> **Data shown**
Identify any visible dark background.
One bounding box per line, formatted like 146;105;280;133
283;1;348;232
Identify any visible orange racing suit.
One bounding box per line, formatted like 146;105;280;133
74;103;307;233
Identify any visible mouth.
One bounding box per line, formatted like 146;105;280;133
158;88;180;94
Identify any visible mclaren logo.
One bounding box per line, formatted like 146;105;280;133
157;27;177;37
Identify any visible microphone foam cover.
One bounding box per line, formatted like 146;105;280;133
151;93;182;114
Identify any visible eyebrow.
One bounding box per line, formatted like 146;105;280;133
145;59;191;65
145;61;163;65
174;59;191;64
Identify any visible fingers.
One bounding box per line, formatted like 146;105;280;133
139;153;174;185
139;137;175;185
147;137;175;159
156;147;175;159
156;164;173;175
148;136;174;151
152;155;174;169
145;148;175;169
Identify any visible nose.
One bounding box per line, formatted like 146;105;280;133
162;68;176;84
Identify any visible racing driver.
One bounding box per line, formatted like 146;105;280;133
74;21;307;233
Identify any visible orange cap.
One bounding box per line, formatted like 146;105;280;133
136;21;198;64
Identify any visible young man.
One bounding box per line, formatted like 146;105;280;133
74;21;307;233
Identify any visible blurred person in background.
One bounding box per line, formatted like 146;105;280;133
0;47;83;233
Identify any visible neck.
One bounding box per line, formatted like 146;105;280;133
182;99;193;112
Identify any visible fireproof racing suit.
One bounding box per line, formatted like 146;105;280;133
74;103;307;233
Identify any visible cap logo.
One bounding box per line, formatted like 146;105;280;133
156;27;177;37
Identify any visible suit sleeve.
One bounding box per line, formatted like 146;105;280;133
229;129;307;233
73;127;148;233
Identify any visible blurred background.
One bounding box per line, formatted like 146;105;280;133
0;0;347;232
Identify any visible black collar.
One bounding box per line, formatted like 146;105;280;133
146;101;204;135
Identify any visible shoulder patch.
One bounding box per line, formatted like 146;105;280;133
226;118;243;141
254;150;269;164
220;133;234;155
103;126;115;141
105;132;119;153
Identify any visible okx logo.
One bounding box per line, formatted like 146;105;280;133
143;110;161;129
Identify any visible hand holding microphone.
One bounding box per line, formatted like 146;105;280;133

> **Instructions to follow**
Copy nothing beyond the line containing "Identify any visible mouth.". Transcribe exactly from the first line of the entries down to that line, inclusive.

> **Answer section**
Identify any visible dark background.
One bounding box per line, formatted like 146;105;280;133
283;1;348;232
Identify any visible orange racing suit.
One bounding box per line, formatted like 146;105;280;133
74;103;307;233
Identify any visible mouth.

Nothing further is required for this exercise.